● The problem:
Each line of the material that mentions the word "like" is to be copied.

● Records for the task:
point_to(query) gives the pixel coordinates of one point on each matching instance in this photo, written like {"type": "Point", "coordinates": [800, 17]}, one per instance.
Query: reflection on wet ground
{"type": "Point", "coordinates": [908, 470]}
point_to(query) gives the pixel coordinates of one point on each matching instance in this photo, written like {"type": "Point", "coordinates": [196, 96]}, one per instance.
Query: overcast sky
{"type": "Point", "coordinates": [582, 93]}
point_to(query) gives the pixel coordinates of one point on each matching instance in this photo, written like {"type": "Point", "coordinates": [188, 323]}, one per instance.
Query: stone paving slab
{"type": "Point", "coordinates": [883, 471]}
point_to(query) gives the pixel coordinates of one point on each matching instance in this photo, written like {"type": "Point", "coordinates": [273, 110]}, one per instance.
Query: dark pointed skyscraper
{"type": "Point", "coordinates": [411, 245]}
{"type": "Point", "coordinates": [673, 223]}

...

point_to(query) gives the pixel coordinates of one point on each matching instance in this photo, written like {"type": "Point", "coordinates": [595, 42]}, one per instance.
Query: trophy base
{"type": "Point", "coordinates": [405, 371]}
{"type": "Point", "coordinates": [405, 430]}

● Written answer:
point_to(query) gives the pixel coordinates of one point on each matching instance in this photo, written like {"type": "Point", "coordinates": [800, 17]}, one per instance.
point_to(query) gives the pixel coordinates of one point on each matching instance in this photo, written like {"type": "Point", "coordinates": [196, 96]}, one per instance.
point_to(query) gives the pixel coordinates of one point on each matching instance in this photo, written like {"type": "Point", "coordinates": [188, 323]}, one per instance.
point_to(query) gives the pixel coordinates of one point on each matching instance in this photo, written like {"type": "Point", "coordinates": [273, 110]}, one per instance.
point_to(query) gives the pixel coordinates of one point on each matching instance in this photo, written like {"type": "Point", "coordinates": [595, 42]}, one per instance.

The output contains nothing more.